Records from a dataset

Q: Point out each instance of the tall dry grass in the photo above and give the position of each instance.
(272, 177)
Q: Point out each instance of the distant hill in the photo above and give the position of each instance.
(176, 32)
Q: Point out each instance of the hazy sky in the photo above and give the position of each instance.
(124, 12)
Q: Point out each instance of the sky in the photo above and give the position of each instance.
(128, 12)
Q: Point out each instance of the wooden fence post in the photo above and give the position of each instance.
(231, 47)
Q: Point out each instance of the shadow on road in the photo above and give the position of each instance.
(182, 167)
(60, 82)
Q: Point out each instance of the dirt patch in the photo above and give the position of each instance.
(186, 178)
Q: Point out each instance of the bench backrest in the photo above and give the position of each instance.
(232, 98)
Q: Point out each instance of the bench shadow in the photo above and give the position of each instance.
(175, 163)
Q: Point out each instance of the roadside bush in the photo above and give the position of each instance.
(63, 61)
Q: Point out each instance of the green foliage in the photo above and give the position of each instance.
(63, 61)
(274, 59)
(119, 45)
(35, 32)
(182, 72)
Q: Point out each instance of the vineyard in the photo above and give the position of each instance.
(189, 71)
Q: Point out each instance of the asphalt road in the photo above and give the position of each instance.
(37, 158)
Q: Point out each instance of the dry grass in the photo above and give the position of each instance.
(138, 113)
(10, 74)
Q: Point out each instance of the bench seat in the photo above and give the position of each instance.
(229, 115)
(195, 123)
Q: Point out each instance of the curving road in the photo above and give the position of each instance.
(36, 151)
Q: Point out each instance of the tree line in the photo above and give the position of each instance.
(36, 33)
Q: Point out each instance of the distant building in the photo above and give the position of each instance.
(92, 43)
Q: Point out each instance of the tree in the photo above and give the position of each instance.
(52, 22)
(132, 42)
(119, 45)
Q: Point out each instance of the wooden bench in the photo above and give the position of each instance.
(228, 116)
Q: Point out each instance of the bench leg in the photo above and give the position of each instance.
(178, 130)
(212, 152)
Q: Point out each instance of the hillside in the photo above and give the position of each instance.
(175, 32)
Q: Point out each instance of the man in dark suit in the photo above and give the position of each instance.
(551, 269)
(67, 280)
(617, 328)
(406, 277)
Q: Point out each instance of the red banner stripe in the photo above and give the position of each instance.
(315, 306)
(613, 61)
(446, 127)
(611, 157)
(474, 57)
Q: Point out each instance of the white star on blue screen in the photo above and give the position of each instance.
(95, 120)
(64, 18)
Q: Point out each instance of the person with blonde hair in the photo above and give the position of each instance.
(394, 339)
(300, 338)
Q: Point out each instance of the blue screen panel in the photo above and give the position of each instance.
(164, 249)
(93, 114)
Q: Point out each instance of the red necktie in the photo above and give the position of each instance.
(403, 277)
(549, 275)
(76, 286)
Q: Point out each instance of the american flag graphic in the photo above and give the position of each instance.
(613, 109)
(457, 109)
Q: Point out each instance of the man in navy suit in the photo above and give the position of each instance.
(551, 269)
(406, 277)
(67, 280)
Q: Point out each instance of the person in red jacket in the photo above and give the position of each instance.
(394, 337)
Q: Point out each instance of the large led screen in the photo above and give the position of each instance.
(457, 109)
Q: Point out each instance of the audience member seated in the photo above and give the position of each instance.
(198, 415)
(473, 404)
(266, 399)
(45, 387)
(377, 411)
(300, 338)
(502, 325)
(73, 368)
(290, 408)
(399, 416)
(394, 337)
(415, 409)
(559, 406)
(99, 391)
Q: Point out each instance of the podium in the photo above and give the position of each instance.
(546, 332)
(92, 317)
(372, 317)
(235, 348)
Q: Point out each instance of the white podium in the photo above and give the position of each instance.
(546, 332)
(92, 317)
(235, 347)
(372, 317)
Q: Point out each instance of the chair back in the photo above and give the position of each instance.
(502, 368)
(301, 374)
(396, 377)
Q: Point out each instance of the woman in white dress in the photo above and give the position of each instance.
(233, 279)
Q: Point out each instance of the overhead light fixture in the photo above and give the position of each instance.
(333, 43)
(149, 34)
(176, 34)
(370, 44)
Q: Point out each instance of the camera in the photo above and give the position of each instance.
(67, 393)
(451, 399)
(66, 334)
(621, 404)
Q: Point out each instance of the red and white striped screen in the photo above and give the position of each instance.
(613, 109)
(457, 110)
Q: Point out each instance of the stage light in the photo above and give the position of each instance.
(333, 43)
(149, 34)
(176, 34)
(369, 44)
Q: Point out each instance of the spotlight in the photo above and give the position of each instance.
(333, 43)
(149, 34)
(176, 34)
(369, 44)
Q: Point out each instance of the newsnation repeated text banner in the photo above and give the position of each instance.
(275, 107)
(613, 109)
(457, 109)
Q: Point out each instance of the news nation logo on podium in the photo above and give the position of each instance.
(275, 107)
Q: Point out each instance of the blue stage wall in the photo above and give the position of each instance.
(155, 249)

▸ Exercise objective: Print the data in full. Match it exactly.

▸ Task result:
Q: Point out each instance of the tall dry grass in the photo above and give the position of each instance.
(272, 177)
Q: Point out each instance of the distant hill in the photo above and give the position of each instance.
(176, 32)
Q: Point out each instance of the hazy sky in the photo above and give the position of each instance.
(124, 12)
Q: Point out each instance of the sky in the photo above and give the position of each instance.
(128, 12)
Q: Point out each instance of the wooden fence post in the photo above and give the position of each instance.
(231, 47)
Q: Point out each instance of the shadow on road in the photo above and give the position of each instance.
(182, 167)
(60, 82)
Q: Point out each instance of the dirt patch in the photo above and give the position of each instance.
(186, 178)
Q: Point out each instance of the bench backrest in the photo above and give the position of each instance.
(232, 98)
Q: Point out each instance of the bench shadow in the photo above and give the position of each instance.
(175, 163)
Q: Point out each instance of the roadside bush in the photo above and give the position of each instance.
(63, 61)
Q: Point out each instance of the green foliage in the photo above and give the position of each instance.
(63, 61)
(274, 59)
(119, 45)
(35, 32)
(182, 72)
Q: Point out each instance of the vineyard in the photo above and give the position of each instance.
(189, 71)
Q: Point out each instance of the asphalt road in the photo above and give the position of each instance.
(37, 158)
Q: Point out each instance of the dry grass in the photo above and give the position of each instance.
(138, 113)
(10, 74)
Q: Point out each instance of the bench seat in the photo above and give the position of each instance.
(229, 115)
(195, 123)
Q: Point out each instance of the curving road in the photo above and give the position of each instance.
(36, 151)
Q: Point out each instance of the tree line in the photo above and give the position of each instance.
(36, 33)
Q: Point out each instance of the distant building in the photo above and give the position of each instance.
(92, 43)
Q: Point out each instance of the tree in the photo above and give the position of each instance.
(52, 22)
(132, 42)
(119, 45)
Q: Point out each instance of the wooden bench in the photo above and give the position of each instance.
(228, 116)
Q: Point out each instance of the bench leg in the photo above and give the position of each instance.
(178, 130)
(212, 152)
Q: Point out each instance of the hillside in the photo above and give the position of each instance.
(175, 32)
Q: Point out each instance of the man in dark suit in the photo above and give the position of each instance.
(551, 269)
(67, 280)
(617, 328)
(406, 277)
Q: Point out each instance of the red banner stripe in the photo above and give the position of each instance.
(315, 306)
(613, 61)
(446, 127)
(611, 157)
(474, 57)
Q: Point out each instance of the white star on blue screen in the photo above and give the position of each instance.
(95, 120)
(64, 18)
Q: Point out each instance of the person with blonde hair in the photo above and give the position of each instance.
(394, 339)
(300, 338)
Q: Point out each instance of the blue screen panel in the photo above and give the position of each instance.
(164, 249)
(93, 114)
Q: Point out each instance of the red necktie in the photo above and give the position of each instance.
(403, 277)
(549, 275)
(76, 286)
Q: Point out each instance of the american flag graphic in the photo above and give the position of each instance.
(613, 109)
(457, 109)
Q: Point out each instance of the man in navy suit in the photo above and give the position of each instance.
(551, 269)
(406, 277)
(67, 280)
Q: Point out each instance of the person in red jacket in the photo above and give the position of each instance.
(394, 337)
Q: Point out each instance of the large led screen in the photo above and give the position of each instance.
(457, 109)
Q: Point out each instance of the audience member seated in the photo above and give the position of each instance.
(198, 415)
(473, 404)
(266, 399)
(45, 387)
(377, 411)
(300, 338)
(502, 325)
(73, 368)
(290, 408)
(399, 416)
(394, 337)
(415, 409)
(559, 406)
(99, 391)
Q: Point out each instance of the podium in the photo above and give the position of each instance.
(546, 332)
(92, 317)
(372, 317)
(235, 348)
Q: Point out each instance of the white podium in the photo above and give the position of each instance.
(546, 332)
(92, 317)
(235, 347)
(372, 317)
Q: Point out each instance of the chair back in the photo above and give the position of each instance.
(502, 368)
(301, 374)
(396, 377)
Q: Point out each instance of the woman in white dress in the photo above and give the position of each instance.
(233, 279)
Q: Point out each instance of the overhead light fixture in the photo above and give the position of each instance.
(333, 43)
(149, 34)
(176, 34)
(370, 44)
Q: Point out each instance of the camera in the photo above and give the position of each instance.
(67, 393)
(451, 399)
(66, 334)
(621, 404)
Q: Point out each instance of the red and white striped screen in the photo above and give the position of each instance.
(613, 109)
(457, 110)
Q: Point out each instance of the stage light in the photo above and give the position of each instance.
(333, 43)
(149, 34)
(176, 34)
(369, 44)
Q: Point out each instance of the spotlight in the photo above and give the position of each instance.
(333, 43)
(149, 34)
(176, 34)
(369, 44)
Q: Point out each instance of the newsnation repeated text banner in the photo above and give the position of each instance.
(275, 107)
(613, 109)
(457, 109)
Q: Point out each instance of the news nation logo on podium in the photo above and give the position of each instance.
(275, 107)
Q: Point out each instance of the blue stage wall in the photo above and give the position of each instance.
(155, 249)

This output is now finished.